Exercise requirements
Copy out word for word the rows below, starting at the line with "Where can you see the pupil" and continuing through the last of the rows.

- - -

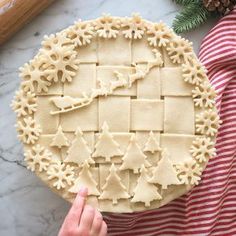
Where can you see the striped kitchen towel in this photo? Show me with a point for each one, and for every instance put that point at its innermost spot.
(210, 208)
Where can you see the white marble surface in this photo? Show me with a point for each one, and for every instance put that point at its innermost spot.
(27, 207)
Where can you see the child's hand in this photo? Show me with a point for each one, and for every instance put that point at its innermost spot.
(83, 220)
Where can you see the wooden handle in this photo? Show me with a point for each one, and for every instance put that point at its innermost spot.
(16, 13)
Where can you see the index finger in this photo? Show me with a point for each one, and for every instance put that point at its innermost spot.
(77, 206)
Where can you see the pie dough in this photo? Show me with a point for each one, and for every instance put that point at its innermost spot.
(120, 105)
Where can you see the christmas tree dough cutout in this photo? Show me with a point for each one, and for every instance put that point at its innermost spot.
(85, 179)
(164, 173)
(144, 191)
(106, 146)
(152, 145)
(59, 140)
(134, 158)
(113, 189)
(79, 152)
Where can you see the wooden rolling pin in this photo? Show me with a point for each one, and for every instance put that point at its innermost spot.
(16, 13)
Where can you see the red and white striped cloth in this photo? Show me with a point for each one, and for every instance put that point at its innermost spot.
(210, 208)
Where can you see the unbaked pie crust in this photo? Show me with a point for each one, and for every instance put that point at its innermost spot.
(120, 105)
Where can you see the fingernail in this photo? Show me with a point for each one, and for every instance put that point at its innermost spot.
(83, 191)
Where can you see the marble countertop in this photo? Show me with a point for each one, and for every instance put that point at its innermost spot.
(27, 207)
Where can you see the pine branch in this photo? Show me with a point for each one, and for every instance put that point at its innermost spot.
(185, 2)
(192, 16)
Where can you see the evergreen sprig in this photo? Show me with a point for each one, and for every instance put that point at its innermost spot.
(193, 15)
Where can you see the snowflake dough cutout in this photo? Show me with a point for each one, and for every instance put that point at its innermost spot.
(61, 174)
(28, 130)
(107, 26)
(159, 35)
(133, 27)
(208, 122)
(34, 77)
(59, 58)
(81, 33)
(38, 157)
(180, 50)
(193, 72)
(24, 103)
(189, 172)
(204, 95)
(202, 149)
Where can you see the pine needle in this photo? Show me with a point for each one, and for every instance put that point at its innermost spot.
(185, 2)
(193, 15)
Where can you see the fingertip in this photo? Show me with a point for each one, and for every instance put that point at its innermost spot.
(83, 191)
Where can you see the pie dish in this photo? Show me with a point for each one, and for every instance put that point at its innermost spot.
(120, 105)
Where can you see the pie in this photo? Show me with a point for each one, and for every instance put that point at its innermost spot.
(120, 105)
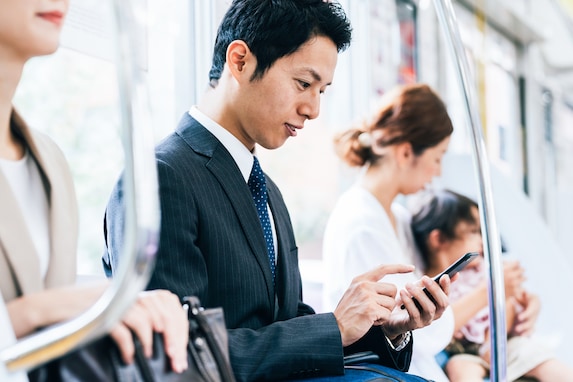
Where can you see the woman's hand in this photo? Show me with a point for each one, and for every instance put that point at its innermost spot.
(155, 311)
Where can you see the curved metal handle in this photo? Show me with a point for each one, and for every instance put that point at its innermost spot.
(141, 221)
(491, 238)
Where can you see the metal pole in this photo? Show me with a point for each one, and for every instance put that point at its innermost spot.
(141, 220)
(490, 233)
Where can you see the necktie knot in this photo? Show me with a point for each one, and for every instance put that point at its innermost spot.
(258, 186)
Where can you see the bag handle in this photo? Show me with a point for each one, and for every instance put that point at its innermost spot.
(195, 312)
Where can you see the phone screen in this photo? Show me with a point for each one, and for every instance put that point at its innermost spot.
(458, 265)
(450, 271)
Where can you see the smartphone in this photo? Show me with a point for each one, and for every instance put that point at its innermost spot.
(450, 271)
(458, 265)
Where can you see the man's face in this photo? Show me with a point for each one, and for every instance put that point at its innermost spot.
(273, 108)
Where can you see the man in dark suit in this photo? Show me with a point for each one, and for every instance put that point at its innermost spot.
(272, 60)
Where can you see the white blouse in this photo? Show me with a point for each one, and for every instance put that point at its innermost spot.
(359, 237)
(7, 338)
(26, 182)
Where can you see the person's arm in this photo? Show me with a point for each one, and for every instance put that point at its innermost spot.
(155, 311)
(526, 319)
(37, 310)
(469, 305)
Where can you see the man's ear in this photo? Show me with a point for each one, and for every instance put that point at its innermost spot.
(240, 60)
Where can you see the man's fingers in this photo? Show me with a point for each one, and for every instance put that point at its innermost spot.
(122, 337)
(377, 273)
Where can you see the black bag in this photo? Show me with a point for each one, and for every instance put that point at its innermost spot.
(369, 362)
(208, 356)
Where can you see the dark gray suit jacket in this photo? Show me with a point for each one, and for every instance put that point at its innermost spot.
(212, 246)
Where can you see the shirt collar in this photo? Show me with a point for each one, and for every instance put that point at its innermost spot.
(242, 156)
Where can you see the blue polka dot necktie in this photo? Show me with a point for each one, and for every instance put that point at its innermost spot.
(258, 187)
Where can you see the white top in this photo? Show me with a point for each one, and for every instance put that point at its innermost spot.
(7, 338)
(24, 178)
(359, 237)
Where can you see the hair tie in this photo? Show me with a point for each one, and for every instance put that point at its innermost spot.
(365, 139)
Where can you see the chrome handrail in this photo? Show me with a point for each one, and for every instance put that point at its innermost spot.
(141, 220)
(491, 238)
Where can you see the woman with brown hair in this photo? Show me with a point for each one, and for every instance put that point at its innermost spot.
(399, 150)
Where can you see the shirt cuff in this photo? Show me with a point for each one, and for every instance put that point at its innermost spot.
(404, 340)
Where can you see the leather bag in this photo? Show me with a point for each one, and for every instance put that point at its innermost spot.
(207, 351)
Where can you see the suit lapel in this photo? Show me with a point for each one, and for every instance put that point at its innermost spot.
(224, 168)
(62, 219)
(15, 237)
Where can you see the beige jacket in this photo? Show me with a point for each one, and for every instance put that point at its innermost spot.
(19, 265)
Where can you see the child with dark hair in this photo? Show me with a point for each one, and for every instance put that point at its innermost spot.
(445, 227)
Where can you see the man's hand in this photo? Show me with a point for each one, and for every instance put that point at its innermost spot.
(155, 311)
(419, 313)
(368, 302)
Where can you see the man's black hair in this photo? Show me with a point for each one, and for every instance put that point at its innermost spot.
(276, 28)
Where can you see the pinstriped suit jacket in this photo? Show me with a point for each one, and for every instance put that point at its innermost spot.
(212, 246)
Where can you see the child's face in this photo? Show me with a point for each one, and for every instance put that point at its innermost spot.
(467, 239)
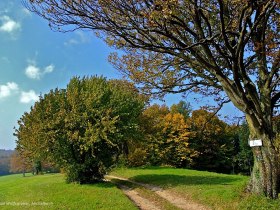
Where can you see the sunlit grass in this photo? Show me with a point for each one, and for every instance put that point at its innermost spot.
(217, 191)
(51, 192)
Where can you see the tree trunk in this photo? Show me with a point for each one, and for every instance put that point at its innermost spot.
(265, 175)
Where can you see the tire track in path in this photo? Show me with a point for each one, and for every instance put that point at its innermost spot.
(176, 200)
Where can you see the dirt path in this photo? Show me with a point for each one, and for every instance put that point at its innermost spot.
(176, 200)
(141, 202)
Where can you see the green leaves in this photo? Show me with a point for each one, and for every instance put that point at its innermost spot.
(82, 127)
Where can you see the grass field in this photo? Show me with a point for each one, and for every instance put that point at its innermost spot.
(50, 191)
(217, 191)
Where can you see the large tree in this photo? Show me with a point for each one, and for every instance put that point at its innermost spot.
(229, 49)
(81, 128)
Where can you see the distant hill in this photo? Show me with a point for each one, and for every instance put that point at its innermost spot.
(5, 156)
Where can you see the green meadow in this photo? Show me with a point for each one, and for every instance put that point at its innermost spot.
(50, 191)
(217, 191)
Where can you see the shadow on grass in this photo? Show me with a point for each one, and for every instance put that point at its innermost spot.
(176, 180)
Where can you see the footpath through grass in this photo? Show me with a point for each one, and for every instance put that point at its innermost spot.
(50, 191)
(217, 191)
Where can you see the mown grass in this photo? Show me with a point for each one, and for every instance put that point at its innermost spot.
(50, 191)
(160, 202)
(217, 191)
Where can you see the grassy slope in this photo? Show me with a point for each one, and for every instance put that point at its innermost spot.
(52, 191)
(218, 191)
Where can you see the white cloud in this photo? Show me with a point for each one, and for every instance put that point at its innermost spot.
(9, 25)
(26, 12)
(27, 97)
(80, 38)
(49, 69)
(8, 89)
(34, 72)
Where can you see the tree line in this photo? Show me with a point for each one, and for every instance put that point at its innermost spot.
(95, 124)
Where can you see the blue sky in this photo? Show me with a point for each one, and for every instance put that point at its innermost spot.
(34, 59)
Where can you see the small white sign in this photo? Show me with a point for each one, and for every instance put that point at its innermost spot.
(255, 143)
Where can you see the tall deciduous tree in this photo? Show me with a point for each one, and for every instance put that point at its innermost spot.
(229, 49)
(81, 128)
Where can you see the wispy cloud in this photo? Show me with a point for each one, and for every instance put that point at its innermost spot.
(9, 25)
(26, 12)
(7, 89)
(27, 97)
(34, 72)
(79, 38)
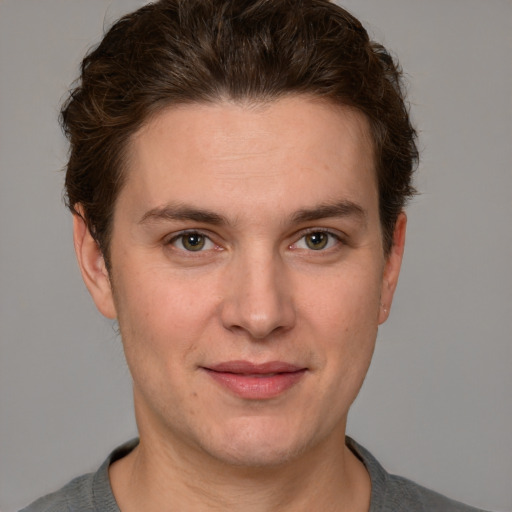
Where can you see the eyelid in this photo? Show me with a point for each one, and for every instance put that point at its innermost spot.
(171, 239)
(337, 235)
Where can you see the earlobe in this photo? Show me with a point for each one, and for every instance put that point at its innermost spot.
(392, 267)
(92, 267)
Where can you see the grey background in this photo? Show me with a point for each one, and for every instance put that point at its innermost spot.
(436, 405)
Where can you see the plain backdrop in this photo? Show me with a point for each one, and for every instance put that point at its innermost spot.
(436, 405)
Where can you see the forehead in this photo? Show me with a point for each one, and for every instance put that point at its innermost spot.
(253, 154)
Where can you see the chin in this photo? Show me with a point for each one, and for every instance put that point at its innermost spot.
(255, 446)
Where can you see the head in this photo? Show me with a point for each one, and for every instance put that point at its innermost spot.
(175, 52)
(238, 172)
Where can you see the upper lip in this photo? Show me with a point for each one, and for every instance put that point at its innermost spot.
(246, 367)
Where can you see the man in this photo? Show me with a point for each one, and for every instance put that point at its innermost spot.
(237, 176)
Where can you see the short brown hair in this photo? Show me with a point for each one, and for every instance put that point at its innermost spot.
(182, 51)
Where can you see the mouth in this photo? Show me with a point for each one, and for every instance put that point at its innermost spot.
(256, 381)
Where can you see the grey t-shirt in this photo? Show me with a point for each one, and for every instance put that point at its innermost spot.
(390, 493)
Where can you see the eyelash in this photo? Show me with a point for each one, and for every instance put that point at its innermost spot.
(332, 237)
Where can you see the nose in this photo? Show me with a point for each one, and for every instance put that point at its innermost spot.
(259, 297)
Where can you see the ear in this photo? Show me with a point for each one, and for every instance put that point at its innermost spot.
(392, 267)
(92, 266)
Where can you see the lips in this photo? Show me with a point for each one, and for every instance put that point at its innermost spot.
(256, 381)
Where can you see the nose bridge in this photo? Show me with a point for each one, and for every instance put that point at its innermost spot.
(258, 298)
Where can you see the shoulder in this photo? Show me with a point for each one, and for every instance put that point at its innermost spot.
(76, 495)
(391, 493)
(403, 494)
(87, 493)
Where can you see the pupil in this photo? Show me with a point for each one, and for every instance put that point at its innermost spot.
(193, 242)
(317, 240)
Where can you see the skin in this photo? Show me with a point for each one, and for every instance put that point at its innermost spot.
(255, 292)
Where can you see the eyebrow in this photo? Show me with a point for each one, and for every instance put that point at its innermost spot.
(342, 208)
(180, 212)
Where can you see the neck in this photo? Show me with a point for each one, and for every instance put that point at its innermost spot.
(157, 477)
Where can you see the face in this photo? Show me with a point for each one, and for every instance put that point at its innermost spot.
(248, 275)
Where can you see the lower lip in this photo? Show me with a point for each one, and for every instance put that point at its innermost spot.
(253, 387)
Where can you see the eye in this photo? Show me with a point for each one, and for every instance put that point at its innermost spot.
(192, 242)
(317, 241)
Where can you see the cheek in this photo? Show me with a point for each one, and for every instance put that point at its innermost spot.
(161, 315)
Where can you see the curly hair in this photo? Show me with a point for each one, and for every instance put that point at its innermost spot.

- - -

Answer below
Where can you see the pupil in this photo? Show me with a point for each one, and for every instance put that point at its innermost spot.
(193, 242)
(317, 240)
Where can you see the skin in this photo? Show me with a point for each one, and for every instance put that point at its innermost spot.
(255, 292)
Where can you see the eyebrow in this photo? Show me with a point for each one, and for every instance put that point at its innermost spot.
(342, 208)
(180, 212)
Where can you see the neck in this photo? Show me with a point for each one, and for every instance put that point at its innermost spot.
(157, 477)
Where can you see the face in this photo? Show me with a point for each one, and for every instance put that point at its innermost spot.
(248, 275)
Where can you see the lower lip in this photo? Show me with a point for each one, and for every instance put that point at its innermost spot.
(253, 387)
Where can you see the eye in this photo? Show me with a point for each one, and for every instance put that point at its innermost spot.
(192, 242)
(317, 241)
Where can you see the cheek in this photo? Show me with a point for each one, and for every instance put that point at its innermost spot.
(161, 315)
Where can you see the curly hair in this photo? Show me with a point for each one, and for every instance put that point at its innermost spot.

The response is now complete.